== Prompt A ==
Answer these questions using the football article below.
(i) What percentage of the time has the opposition run the ball this year?
(ii) Which team does Christian Jones say Maryland reminds him of?
(iii) How many points did Boston College score in last week's game?

== Document ==
-- BEGIN --

In spite of four easy wins, the opposition has run the ball 63.1 percent of the time this year -- the ninth highest percentage any team in the country has faced. Up next for FSU is Maryland, and the Terrapins’ game plan this year has been eerily similar -- 63 percent runs for the season.

But there's one big difference between what Maryland offers and what Florida State has seen already. The Terps run the ball to set up the pass, hoping to lure defenses into a routine before exploding for a big play.

"They kind of remind me a little bit of Clemson," Florida State linebacker Christian Jones said. "They like to do a lot of motion and play action and try to hit you with big plays, just get your eyes out of whack."

That makes this week's matchup a particularly intriguing one on many levels for the Seminoles.

In last week's win over Boston College, the FSU defense struggled to stop the Eagles' power running game and BC scored 34 points. Jimbo Fisher chalked up most of the problems to eye violations -- defenders looking in the wrong place and missing an assignment -- and he's made it a focus in practice this week.

-- END --

Extracted data entries

-- BEGIN --

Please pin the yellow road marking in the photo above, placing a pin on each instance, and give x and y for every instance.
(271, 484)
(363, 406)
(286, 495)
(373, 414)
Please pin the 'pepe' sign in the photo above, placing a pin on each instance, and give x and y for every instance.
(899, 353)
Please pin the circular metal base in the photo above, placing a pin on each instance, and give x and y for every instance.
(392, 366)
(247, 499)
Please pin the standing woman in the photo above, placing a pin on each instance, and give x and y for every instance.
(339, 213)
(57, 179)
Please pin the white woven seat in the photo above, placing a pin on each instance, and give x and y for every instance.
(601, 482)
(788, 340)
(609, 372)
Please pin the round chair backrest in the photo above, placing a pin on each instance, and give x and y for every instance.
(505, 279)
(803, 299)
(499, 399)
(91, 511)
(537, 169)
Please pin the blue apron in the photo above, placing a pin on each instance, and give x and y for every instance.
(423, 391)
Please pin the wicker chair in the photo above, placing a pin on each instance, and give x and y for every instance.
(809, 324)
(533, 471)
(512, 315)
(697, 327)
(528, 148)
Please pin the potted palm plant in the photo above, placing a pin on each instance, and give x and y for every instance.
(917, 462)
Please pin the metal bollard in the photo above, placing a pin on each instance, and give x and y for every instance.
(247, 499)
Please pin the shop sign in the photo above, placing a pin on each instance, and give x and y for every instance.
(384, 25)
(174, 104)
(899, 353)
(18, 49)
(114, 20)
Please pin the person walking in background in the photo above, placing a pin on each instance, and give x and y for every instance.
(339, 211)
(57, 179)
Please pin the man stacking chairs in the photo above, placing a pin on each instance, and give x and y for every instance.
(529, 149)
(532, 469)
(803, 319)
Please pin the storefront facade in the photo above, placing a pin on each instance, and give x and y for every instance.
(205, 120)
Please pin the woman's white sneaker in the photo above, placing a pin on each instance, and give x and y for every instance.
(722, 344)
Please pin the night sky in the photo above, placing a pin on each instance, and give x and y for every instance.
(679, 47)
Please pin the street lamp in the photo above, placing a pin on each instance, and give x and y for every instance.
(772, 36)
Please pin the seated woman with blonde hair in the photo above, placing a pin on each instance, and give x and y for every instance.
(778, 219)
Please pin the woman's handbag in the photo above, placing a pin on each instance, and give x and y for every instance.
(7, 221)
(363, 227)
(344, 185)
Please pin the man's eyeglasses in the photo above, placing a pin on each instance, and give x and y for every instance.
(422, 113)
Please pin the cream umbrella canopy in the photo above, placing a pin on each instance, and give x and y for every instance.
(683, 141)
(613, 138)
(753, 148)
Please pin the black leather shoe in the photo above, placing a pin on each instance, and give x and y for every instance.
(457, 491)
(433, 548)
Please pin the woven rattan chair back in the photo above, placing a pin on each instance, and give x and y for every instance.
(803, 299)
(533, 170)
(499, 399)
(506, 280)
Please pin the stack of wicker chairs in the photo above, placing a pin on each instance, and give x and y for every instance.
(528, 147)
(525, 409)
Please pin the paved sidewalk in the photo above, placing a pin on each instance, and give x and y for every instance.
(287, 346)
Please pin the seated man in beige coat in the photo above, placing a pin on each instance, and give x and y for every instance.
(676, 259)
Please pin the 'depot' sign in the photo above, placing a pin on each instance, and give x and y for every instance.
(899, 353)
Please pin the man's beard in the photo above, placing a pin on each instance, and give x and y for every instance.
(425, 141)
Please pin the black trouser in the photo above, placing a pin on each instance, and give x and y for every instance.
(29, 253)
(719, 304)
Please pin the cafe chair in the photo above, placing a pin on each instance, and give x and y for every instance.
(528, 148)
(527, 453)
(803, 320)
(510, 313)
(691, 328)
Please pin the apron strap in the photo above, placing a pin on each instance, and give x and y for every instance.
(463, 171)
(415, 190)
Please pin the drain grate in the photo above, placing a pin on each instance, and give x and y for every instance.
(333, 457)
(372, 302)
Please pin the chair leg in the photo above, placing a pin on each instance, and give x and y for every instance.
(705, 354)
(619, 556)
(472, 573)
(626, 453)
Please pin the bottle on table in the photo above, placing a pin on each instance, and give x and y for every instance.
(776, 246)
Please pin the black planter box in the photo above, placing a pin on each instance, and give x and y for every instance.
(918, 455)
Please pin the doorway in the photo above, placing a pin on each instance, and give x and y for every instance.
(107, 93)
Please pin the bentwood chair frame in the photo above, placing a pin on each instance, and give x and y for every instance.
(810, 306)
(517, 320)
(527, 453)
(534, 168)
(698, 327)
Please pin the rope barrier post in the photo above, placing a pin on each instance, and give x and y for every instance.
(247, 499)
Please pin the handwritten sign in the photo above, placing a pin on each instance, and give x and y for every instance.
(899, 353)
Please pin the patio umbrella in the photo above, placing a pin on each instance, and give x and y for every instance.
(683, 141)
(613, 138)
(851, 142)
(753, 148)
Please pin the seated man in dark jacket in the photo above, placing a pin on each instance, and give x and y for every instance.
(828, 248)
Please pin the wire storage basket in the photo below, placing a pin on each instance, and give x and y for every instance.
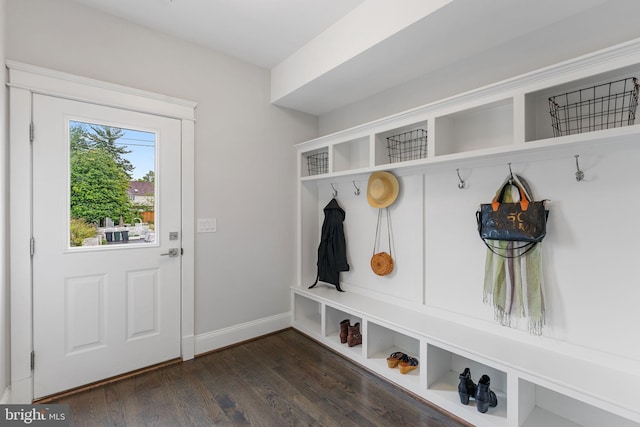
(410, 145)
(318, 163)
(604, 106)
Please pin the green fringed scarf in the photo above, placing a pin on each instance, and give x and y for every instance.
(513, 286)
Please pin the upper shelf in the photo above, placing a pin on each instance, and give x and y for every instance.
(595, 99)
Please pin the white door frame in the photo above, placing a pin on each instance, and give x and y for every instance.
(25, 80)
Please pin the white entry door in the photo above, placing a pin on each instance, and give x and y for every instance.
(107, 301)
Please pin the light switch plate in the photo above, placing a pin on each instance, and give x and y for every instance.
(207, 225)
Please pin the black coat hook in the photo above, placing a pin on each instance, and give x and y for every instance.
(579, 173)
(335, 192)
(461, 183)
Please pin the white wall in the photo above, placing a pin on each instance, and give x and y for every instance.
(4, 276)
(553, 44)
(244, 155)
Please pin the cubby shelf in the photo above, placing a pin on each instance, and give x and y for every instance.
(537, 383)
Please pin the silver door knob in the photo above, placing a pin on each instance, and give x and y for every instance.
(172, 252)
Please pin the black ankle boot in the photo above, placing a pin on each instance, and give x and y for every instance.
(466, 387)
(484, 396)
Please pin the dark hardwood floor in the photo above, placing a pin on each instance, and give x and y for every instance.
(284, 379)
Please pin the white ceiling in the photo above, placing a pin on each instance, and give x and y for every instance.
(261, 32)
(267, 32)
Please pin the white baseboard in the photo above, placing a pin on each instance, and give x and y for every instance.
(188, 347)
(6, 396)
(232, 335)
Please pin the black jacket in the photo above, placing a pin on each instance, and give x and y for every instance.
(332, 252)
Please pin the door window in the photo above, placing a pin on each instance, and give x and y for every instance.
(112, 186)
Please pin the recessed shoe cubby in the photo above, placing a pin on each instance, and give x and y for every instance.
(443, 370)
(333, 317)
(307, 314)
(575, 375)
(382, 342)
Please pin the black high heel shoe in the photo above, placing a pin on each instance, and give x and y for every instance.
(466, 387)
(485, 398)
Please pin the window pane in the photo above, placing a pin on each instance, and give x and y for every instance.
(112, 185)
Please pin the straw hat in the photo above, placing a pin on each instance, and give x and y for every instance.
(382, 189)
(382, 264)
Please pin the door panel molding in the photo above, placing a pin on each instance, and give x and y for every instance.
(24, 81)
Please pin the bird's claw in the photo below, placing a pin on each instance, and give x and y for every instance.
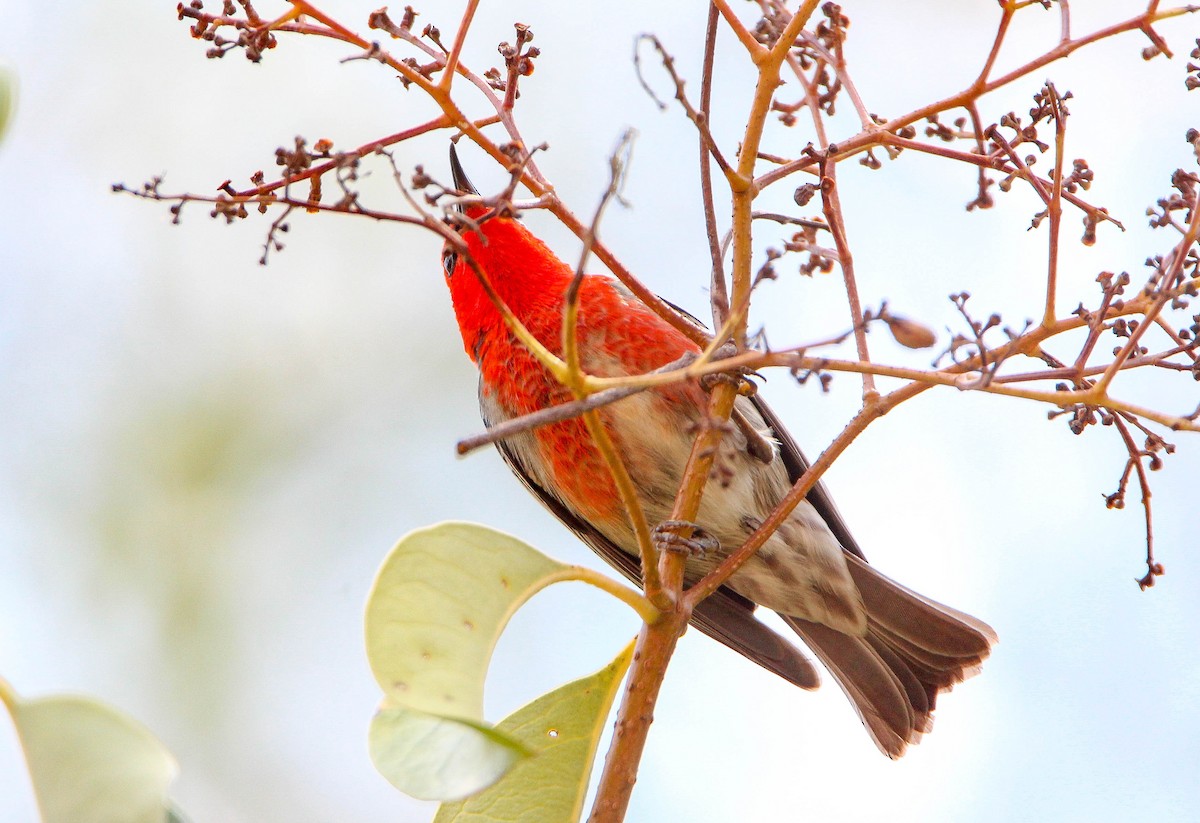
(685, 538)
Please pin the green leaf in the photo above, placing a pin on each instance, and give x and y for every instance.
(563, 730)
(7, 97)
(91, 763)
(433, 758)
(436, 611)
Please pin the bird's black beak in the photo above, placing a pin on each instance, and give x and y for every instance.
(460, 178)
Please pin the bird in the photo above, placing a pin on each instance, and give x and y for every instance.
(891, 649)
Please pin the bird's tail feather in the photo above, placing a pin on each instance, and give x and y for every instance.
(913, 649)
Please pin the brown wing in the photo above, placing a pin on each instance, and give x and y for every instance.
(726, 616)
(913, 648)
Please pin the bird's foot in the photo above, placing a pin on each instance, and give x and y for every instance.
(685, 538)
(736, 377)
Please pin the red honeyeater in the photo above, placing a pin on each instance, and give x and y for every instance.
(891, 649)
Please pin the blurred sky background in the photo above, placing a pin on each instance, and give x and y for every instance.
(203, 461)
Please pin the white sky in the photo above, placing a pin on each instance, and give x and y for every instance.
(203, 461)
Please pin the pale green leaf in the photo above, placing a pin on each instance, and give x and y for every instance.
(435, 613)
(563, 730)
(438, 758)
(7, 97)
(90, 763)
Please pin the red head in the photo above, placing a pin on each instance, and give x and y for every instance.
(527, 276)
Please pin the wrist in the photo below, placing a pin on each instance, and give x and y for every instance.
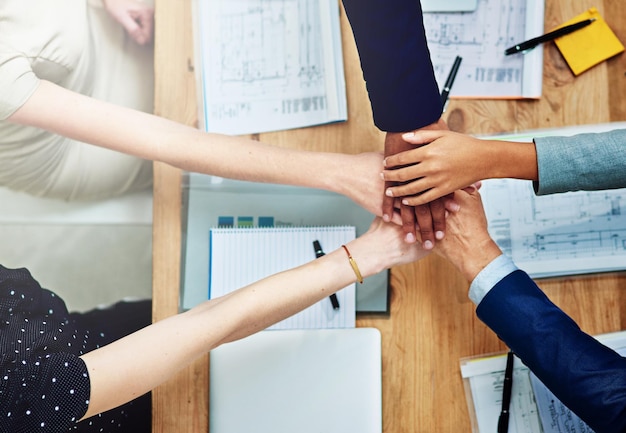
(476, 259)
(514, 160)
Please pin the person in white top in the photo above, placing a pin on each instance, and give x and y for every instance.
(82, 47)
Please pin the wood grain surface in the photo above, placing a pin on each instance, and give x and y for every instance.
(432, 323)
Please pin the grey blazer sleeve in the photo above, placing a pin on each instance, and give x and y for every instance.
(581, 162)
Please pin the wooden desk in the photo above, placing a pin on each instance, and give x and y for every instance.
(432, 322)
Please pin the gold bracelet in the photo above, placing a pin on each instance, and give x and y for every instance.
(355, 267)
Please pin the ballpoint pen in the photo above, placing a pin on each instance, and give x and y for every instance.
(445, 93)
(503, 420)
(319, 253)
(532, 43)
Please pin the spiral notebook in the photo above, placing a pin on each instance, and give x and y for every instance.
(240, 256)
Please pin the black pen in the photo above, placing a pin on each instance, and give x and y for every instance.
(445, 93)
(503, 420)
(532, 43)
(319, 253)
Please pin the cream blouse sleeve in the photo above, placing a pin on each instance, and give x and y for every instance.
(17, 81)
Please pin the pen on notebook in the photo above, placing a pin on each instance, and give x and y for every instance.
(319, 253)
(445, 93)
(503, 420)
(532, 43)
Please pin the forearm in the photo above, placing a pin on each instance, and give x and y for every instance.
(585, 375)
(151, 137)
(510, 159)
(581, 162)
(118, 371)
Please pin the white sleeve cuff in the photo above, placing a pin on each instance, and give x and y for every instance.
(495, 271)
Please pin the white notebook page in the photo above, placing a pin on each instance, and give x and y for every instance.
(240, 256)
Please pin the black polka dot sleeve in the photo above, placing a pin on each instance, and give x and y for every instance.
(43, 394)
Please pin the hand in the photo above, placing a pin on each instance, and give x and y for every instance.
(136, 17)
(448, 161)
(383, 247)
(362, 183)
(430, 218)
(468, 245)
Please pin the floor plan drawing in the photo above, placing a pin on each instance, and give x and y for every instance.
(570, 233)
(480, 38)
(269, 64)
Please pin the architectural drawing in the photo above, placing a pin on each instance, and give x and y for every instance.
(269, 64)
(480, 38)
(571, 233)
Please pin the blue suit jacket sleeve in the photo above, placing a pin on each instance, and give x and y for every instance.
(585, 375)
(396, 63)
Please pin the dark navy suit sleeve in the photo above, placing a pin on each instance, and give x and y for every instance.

-- END --

== Prompt B ==
Count how many lines of the rows above contain the string "shelf", and reply with that number alone.

== Exercise output A ==
(i) 63.1 percent
(ii) Clemson
(iii) 34

== Exercise output B ==
2